- [Available records]
━━━━━━━━━━━━━━━━━━━━━━━━━━━━━━

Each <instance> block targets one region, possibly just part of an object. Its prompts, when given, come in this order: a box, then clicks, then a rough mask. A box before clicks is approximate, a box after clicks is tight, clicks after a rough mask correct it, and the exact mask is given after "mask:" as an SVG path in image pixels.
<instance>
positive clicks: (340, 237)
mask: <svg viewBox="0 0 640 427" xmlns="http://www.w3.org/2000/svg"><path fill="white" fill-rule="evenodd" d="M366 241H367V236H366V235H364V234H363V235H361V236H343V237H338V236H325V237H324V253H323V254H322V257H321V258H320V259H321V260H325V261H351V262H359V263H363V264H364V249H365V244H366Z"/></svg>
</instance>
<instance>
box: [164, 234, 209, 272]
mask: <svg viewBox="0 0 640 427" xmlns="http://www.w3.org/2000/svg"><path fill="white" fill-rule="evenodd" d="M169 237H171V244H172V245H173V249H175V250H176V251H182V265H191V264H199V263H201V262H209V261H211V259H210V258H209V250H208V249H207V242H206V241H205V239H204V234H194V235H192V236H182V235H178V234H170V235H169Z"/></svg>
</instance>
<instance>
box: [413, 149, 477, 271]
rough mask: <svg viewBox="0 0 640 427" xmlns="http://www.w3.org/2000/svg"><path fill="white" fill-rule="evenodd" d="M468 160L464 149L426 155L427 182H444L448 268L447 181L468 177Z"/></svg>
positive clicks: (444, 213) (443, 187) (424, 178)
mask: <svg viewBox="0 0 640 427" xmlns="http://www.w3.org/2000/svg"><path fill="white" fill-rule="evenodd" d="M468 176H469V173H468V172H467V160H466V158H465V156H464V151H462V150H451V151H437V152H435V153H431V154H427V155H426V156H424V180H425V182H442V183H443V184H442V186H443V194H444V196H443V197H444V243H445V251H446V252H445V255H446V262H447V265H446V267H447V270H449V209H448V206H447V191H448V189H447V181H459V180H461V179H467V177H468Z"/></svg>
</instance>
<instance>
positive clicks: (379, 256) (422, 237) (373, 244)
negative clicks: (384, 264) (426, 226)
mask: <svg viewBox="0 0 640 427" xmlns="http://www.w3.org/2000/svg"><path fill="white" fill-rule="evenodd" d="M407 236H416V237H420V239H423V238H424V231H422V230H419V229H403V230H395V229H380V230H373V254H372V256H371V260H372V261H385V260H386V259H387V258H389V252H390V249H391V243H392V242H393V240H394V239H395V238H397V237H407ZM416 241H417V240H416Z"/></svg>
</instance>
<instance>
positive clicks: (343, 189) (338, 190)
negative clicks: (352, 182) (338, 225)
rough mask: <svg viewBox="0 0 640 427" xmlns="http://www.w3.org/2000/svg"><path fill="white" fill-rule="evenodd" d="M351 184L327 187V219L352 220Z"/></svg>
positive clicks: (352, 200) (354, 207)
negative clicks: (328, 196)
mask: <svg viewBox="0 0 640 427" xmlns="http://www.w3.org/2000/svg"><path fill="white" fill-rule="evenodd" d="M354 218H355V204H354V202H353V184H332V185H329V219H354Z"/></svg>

━━━━━━━━━━━━━━━━━━━━━━━━━━━━━━

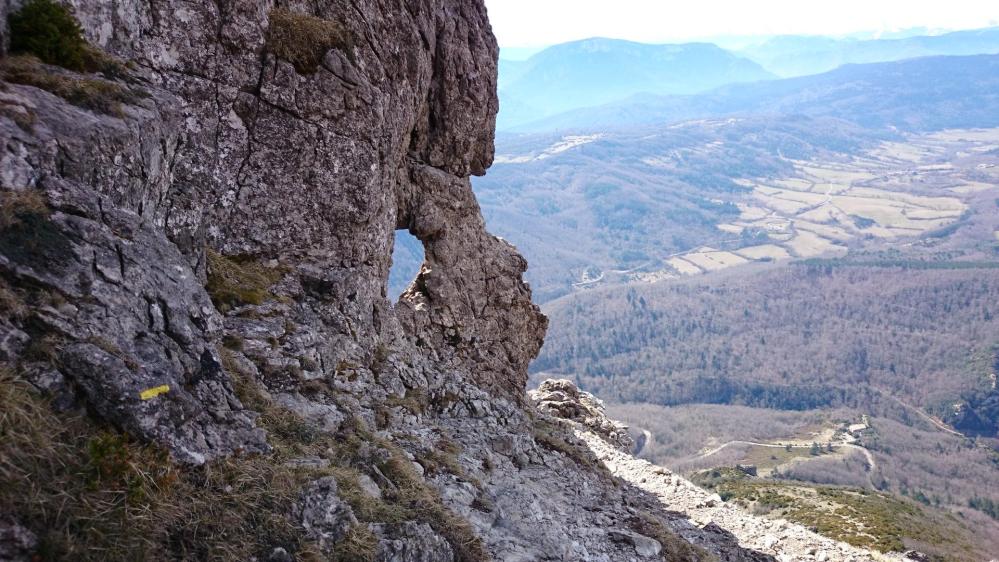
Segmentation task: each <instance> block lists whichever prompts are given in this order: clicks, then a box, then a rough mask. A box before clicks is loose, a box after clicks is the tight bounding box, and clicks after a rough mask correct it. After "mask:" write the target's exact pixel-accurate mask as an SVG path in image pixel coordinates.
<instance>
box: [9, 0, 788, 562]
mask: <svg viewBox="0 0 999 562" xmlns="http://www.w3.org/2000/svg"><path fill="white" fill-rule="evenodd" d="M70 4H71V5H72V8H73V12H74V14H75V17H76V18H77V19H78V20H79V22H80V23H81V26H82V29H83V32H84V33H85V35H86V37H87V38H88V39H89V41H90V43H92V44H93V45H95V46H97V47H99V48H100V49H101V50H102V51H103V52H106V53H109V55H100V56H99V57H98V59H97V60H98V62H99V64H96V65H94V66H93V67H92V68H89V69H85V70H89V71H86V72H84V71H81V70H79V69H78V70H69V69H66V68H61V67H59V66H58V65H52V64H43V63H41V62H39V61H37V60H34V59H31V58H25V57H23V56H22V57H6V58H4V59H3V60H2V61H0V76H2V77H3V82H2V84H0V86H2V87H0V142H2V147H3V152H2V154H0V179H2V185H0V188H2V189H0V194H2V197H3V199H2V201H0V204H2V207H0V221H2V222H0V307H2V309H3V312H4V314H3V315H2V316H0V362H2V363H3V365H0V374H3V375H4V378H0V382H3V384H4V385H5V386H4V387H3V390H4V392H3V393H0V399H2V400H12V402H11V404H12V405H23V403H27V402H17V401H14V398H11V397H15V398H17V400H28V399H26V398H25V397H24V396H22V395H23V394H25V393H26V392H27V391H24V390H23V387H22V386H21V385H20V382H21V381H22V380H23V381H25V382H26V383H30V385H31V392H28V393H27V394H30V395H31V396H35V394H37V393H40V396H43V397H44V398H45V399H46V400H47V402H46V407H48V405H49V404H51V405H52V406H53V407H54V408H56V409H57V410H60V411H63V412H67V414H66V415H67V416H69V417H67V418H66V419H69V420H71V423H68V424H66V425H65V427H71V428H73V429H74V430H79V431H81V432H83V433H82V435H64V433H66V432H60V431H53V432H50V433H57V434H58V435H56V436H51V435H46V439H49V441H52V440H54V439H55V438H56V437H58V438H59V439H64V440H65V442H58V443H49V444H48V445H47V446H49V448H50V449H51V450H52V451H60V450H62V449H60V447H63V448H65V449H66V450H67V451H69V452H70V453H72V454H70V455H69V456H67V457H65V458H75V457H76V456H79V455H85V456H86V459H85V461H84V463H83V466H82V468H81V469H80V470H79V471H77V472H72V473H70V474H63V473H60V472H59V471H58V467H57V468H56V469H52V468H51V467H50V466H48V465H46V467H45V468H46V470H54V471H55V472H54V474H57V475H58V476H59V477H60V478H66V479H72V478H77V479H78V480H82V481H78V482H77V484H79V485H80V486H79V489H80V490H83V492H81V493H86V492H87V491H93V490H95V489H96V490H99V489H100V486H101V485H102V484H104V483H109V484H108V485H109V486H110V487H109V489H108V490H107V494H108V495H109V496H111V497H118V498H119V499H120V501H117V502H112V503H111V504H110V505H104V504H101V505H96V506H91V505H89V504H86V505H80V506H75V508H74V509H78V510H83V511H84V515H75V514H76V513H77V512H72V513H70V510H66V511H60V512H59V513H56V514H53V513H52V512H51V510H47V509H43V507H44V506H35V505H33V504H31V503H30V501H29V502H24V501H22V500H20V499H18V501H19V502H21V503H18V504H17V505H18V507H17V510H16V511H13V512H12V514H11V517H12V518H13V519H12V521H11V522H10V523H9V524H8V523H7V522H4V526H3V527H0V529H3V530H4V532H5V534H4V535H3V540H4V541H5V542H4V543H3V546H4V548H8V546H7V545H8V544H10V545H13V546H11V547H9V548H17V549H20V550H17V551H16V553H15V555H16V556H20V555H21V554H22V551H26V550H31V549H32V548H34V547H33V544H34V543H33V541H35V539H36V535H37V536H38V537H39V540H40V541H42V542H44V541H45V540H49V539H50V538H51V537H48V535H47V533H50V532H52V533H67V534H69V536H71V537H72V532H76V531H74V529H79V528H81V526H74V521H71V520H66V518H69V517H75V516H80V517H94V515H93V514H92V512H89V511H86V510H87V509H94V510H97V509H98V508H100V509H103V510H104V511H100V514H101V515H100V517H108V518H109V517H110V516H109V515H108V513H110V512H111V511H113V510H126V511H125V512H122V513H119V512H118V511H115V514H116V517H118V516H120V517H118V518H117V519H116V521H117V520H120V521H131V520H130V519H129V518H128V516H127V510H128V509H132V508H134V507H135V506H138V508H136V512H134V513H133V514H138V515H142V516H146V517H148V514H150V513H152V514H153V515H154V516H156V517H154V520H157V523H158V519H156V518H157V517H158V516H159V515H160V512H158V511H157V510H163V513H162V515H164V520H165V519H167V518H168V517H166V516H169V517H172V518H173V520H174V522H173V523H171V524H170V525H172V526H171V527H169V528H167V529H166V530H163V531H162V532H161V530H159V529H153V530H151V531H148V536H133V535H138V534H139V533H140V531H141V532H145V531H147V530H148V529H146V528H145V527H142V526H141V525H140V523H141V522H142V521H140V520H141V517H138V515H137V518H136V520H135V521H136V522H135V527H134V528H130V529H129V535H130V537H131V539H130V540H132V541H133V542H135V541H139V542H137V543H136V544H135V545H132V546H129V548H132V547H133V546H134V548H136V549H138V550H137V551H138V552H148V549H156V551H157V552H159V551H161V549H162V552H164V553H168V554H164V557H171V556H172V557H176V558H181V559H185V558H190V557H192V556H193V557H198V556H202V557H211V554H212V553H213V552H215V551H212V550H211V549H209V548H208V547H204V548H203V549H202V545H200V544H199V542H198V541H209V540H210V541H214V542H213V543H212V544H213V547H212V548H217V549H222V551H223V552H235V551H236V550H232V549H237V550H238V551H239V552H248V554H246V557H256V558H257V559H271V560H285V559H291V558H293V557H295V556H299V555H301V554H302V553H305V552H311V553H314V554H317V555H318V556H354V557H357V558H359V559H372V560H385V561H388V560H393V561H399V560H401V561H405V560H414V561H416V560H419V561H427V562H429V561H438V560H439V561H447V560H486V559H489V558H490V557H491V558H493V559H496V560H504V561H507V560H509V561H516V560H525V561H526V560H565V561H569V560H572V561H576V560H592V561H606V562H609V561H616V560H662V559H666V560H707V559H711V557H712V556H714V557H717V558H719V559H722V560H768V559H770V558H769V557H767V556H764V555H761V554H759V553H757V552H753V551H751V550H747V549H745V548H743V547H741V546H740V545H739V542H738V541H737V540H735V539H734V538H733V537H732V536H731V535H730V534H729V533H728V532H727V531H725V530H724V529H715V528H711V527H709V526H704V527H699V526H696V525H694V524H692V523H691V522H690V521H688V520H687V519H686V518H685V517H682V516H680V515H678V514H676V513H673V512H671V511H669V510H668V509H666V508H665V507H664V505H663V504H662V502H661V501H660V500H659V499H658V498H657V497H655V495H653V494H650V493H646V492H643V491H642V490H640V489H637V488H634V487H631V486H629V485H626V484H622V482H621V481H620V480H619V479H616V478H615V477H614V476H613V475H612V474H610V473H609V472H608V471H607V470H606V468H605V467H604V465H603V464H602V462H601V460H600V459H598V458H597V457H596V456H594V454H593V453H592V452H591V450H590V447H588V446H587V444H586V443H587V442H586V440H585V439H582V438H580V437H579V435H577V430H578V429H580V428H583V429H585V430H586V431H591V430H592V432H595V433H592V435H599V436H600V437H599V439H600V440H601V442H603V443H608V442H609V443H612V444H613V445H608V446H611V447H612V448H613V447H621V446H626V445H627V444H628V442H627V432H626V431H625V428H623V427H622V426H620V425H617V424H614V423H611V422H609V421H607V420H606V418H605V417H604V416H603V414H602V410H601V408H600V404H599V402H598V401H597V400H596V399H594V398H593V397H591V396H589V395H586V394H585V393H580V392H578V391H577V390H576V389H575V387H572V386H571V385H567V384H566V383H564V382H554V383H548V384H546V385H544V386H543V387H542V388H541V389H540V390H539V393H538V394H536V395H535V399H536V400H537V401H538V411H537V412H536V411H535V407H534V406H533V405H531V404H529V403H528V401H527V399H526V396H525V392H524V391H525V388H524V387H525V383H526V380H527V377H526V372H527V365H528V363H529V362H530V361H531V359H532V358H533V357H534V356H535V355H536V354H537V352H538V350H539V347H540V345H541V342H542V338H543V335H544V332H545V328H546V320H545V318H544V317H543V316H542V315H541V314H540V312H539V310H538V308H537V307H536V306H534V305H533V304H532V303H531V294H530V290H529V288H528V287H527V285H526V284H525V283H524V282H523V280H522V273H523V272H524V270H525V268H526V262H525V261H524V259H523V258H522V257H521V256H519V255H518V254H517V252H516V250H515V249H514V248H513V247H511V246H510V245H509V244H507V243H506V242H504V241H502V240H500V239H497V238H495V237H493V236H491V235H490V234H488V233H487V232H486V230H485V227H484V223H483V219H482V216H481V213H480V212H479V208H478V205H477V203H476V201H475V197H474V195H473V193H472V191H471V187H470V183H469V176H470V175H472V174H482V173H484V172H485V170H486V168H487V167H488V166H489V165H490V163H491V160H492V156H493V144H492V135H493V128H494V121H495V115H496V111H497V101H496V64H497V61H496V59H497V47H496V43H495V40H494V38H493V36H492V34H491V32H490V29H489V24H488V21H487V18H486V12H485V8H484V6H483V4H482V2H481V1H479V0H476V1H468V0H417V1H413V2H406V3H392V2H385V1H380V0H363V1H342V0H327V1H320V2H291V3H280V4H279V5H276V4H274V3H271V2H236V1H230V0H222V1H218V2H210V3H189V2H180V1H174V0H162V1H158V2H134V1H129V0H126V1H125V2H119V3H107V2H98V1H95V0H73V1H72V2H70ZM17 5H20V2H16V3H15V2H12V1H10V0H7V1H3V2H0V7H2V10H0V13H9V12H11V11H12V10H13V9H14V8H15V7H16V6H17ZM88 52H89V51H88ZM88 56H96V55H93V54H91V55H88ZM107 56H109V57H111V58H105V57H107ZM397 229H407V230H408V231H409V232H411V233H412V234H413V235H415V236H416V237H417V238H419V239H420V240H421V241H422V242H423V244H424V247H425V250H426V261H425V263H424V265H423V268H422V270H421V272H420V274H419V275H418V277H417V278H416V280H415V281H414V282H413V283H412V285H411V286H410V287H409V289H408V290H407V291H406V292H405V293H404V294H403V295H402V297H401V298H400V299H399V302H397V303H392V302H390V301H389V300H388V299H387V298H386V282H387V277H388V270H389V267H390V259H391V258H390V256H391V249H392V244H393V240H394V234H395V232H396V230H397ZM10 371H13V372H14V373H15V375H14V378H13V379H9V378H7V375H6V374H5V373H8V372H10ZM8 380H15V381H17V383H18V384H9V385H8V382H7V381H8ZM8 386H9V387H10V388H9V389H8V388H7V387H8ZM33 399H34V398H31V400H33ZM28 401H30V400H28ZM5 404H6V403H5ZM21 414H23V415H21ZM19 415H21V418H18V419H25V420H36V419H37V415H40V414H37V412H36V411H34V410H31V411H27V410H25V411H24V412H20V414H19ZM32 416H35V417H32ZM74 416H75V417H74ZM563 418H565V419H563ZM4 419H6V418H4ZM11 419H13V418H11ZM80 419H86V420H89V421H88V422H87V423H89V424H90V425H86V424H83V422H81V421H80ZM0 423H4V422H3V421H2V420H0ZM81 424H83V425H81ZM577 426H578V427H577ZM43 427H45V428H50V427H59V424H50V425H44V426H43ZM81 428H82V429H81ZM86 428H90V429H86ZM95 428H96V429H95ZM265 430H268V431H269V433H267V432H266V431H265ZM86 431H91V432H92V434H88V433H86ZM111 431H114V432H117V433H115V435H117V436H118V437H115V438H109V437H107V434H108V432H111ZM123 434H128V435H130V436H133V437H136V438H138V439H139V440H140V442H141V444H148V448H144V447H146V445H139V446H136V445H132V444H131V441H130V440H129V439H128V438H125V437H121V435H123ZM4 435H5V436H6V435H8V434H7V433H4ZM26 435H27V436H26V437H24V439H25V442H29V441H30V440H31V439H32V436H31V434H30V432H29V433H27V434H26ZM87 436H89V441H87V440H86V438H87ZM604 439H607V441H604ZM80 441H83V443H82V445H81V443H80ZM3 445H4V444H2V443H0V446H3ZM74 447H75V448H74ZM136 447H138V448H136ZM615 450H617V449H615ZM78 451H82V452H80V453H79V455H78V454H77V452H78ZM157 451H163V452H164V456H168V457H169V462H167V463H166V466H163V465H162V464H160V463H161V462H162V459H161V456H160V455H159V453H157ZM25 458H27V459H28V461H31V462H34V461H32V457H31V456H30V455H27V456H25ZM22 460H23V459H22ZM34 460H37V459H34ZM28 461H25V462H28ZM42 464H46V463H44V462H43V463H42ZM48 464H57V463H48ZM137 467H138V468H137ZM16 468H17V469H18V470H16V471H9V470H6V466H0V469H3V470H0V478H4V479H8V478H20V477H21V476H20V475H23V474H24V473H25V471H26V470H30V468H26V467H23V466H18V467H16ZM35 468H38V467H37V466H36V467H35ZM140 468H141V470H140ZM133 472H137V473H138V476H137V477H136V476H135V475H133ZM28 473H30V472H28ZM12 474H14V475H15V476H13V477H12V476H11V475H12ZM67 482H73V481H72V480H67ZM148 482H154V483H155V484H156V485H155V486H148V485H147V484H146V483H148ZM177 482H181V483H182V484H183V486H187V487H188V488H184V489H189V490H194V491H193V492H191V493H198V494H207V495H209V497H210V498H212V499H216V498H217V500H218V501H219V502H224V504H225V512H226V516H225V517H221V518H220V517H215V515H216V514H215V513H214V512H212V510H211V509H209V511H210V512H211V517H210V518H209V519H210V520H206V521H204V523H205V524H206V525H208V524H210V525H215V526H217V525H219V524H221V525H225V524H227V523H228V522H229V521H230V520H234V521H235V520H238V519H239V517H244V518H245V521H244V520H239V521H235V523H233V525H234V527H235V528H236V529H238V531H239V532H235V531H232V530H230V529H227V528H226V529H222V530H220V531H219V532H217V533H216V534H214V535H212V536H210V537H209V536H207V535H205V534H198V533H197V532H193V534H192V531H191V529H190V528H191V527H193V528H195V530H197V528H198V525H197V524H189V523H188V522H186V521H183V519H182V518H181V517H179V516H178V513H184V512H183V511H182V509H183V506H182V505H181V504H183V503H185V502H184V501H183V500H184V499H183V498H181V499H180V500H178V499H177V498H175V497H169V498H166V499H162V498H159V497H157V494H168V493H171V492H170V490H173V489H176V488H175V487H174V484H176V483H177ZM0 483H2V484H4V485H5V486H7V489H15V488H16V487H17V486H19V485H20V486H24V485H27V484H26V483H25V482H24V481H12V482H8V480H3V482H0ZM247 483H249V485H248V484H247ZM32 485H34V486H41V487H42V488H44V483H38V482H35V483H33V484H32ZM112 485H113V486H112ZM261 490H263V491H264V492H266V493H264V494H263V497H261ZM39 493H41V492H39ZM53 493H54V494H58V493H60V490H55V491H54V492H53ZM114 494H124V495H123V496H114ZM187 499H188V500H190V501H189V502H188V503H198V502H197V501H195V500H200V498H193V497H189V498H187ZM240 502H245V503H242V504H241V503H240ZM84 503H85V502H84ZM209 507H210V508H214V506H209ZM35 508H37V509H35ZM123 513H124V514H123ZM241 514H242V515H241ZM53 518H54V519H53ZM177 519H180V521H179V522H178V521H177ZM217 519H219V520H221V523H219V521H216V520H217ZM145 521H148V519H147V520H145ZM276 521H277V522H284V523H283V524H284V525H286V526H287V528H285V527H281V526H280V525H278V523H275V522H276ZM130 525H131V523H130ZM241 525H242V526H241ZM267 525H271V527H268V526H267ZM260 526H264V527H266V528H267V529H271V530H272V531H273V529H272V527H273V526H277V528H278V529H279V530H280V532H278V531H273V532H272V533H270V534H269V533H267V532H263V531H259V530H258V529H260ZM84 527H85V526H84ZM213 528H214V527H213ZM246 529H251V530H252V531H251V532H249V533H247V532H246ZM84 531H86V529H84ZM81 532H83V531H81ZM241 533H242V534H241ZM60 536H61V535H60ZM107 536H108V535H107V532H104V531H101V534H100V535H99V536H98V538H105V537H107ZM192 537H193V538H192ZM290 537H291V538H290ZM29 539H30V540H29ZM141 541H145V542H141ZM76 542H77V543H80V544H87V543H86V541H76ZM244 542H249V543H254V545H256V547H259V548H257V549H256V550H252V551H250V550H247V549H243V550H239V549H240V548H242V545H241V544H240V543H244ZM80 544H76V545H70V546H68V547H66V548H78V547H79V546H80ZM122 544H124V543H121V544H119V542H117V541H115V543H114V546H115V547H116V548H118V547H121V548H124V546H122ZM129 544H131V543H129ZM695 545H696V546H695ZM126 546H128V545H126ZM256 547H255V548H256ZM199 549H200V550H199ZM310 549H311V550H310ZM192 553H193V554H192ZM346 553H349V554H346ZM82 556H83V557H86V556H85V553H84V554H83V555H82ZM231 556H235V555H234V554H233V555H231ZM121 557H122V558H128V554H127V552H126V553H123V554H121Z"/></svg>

━━━━━━━━━━━━━━━━━━━━━━━━━━━━━━

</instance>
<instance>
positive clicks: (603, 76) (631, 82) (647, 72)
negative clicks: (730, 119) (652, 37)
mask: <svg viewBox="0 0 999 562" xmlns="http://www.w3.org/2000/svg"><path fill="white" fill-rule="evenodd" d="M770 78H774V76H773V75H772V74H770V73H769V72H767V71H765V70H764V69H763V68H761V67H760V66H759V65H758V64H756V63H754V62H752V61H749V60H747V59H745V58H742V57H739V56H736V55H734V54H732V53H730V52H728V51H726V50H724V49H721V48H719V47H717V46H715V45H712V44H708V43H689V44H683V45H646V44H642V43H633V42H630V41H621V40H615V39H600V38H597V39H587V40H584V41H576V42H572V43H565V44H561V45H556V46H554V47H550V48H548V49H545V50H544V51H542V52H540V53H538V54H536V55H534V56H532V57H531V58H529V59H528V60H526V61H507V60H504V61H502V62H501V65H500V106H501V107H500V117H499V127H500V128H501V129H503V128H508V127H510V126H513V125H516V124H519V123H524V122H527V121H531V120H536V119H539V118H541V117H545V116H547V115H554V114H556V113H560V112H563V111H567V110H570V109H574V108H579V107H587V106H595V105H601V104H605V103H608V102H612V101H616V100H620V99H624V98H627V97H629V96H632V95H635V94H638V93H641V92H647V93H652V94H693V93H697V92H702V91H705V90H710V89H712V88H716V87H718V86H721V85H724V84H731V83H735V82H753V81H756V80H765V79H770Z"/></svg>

━━━━━━━━━━━━━━━━━━━━━━━━━━━━━━

- [Directions for this task]
Write out exactly the lines above between the line with "Each <instance> block targets" and the line with "positive clicks: (379, 256)", inclusive, and nothing beyond them.

- [Output]
Each <instance> block targets one region, possibly just part of an object. Its prompts, when given, come in this order: a box, then clicks, then a rough mask. A box before clicks is approximate, a box after clicks is tight, clicks after a rough mask correct it, and the exact mask is given after "mask:" as an SVG path in image pixels.
<instance>
positive clicks: (340, 237)
mask: <svg viewBox="0 0 640 427" xmlns="http://www.w3.org/2000/svg"><path fill="white" fill-rule="evenodd" d="M366 241H367V236H366V235H364V234H363V235H361V236H343V237H338V236H325V237H324V253H323V254H322V257H321V258H320V259H321V260H325V261H351V262H359V263H363V264H364V249H365V244H366Z"/></svg>
</instance>
<instance>
box: [164, 234, 209, 272]
mask: <svg viewBox="0 0 640 427" xmlns="http://www.w3.org/2000/svg"><path fill="white" fill-rule="evenodd" d="M169 237H171V244H172V245H173V249H175V250H176V251H182V265H191V264H199V263H201V262H209V261H211V259H210V258H209V250H208V249H207V242H206V241H205V239H204V234H194V235H192V236H182V235H178V234H170V235H169Z"/></svg>
</instance>
<instance>
box: [413, 149, 477, 271]
rough mask: <svg viewBox="0 0 640 427" xmlns="http://www.w3.org/2000/svg"><path fill="white" fill-rule="evenodd" d="M468 160L464 149L426 155L427 182H444L448 268L447 181L468 177Z"/></svg>
positive clicks: (444, 213) (443, 187) (424, 178)
mask: <svg viewBox="0 0 640 427" xmlns="http://www.w3.org/2000/svg"><path fill="white" fill-rule="evenodd" d="M468 176H469V173H468V172H467V160H466V158H465V156H464V151H462V150H451V151H437V152H435V153H431V154H427V155H426V156H424V180H425V182H442V183H443V184H442V186H443V194H444V196H443V197H444V243H445V251H446V252H445V255H446V262H447V265H446V267H447V270H449V209H448V206H447V191H448V189H447V181H459V180H461V179H467V177H468Z"/></svg>
</instance>
<instance>
positive clicks: (379, 256) (422, 237) (373, 244)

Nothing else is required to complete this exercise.